### Point labeling examples
--------------------------------
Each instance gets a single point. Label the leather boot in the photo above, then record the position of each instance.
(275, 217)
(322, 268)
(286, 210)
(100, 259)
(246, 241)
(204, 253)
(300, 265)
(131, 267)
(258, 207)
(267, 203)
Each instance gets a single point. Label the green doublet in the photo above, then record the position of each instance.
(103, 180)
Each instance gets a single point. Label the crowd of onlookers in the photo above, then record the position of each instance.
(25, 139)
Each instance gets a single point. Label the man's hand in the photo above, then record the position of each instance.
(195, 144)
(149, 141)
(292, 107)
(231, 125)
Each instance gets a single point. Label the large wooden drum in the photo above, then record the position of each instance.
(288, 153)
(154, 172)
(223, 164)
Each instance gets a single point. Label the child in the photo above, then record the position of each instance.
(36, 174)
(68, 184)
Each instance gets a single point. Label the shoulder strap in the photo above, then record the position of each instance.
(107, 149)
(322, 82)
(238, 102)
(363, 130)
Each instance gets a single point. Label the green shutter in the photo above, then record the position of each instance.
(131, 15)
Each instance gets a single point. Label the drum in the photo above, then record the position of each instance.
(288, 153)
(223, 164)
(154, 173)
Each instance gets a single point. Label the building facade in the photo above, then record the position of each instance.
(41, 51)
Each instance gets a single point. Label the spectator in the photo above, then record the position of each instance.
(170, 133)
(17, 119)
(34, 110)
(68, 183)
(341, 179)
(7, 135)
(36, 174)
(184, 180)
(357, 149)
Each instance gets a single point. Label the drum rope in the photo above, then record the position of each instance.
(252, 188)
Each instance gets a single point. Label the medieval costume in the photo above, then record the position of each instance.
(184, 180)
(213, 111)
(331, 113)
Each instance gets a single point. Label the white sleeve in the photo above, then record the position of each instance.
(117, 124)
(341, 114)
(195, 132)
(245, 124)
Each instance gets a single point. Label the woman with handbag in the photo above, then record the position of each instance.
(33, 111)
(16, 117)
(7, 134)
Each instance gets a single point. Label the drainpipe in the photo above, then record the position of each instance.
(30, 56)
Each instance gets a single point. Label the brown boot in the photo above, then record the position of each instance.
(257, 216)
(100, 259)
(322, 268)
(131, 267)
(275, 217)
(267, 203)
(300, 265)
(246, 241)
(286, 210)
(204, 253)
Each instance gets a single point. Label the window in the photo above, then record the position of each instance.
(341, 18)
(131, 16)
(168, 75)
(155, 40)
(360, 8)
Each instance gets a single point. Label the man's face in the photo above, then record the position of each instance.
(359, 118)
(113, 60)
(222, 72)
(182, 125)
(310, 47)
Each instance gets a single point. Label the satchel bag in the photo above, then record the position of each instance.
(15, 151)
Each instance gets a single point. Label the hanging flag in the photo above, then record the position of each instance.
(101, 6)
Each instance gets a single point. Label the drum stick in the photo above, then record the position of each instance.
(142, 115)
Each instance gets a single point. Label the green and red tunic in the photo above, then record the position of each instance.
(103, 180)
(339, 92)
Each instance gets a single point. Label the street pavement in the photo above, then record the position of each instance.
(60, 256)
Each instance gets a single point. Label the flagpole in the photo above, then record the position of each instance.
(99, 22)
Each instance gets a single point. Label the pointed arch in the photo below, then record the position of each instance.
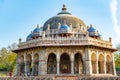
--------------------------------
### What is expected
Render every line of the records above as a JSON list of strings, one string per line, skipping blank lines. Omit the pictures.

### The solution
[
  "Each instance gets a single point. Label the leather boot in the photo above, then record the position of each instance.",
  "(275, 217)",
  "(322, 268)",
  "(286, 210)",
  "(100, 259)",
  "(246, 241)",
  "(204, 253)",
  "(300, 265)",
  "(131, 267)",
  "(258, 207)",
  "(267, 203)",
  "Each instance gets a single point. Label the green doublet in the photo above, then record the position of each instance.",
  "(103, 180)",
  "Each instance gets a single point. Label the crowd of onlookers in the photo above, then record the position of each instance.",
  "(25, 139)",
  "Each instance gets a single point. Label the man's hand in the photo above, then record the position of each instance.",
  "(195, 144)",
  "(149, 141)",
  "(292, 107)",
  "(231, 125)",
  "Each instance gets a single point. Label the large wooden drum in the photo above, then record the position of each instance.",
  "(288, 153)",
  "(154, 172)",
  "(223, 164)",
  "Each instance gets a single point. Label the child in the photo above, then record the position of each instance.",
  "(36, 174)",
  "(68, 184)",
  "Each instance gets a single point. Label the shoulder strap in the photo above, then record the position of each instance.",
  "(107, 149)",
  "(322, 82)",
  "(238, 102)",
  "(363, 130)",
  "Each instance gets a single point. Label the green shutter in the photo above, then record the position of each instance.",
  "(131, 15)",
  "Each instance gets a single point. Label the drum in the photo above, then record the position of each instance.",
  "(288, 153)",
  "(223, 164)",
  "(154, 173)",
  "Each instance gets a single point. Label the building facade in the photo above, then record the position of each instance.",
  "(41, 51)",
  "Each instance gets a single point. Label the spectator in the photo above, then record the position of each instance.",
  "(170, 133)",
  "(17, 119)",
  "(34, 110)",
  "(68, 183)",
  "(341, 179)",
  "(7, 135)",
  "(36, 174)",
  "(184, 180)",
  "(357, 149)",
  "Each instance gets a single point. Label the drum rope in the photo above, then record the position of each instance.",
  "(252, 188)",
  "Each instance gets a single point. Label the medieval costume in the photo above, then record the position of each instance.",
  "(184, 180)",
  "(213, 111)",
  "(331, 113)",
  "Each instance gets a single point. Label the white sleeve in the photo above, then record the position of each instance.",
  "(117, 124)",
  "(341, 114)",
  "(195, 132)",
  "(245, 124)",
  "Each instance gets a single point. Label the woman with handbag in the photo above, then record the position of each instance.",
  "(33, 111)",
  "(16, 117)",
  "(7, 134)",
  "Each instance gets a single point. Label the drainpipe in the photo above, then record the position of each instance.",
  "(30, 56)",
  "Each instance gets a single point. Label the brown boot in the photo above, then record the position of each instance.",
  "(257, 216)",
  "(100, 259)",
  "(322, 268)",
  "(131, 267)",
  "(275, 217)",
  "(267, 203)",
  "(300, 265)",
  "(246, 241)",
  "(286, 210)",
  "(204, 253)",
  "Each instance gets a single point. Label the window in the photo above, then record the position of each instance.",
  "(341, 18)",
  "(131, 16)",
  "(168, 75)",
  "(155, 40)",
  "(360, 8)",
  "Each instance gets a single point. Label the man's face in the photo above, then record the position of each instance.",
  "(359, 118)",
  "(113, 60)",
  "(222, 72)",
  "(182, 125)",
  "(310, 47)",
  "Each instance gets a single point. Label the satchel bag in the photo above, then record the position of each instance.",
  "(15, 151)",
  "Each instance gets a single point. Label the hanging flag in the photo above, then record the position of each instance.",
  "(101, 6)",
  "Each instance gets a single point. Label the drum stick in the photo above, then record the position of each instance.",
  "(142, 115)",
  "Each instance gets a single point. Label the green and red tunic in the photo above, then record the position of each instance.",
  "(103, 180)",
  "(339, 92)",
  "Each instance gets a single point. Label the street pavement in the photo above, then record the position of each instance.",
  "(60, 256)",
  "Each instance gets a single point. Label the flagpole in the photo above, then record the position of each instance.",
  "(99, 22)",
  "Each instance gets a single point. Label the pointed arch in the photo below, then record the position of each instance."
]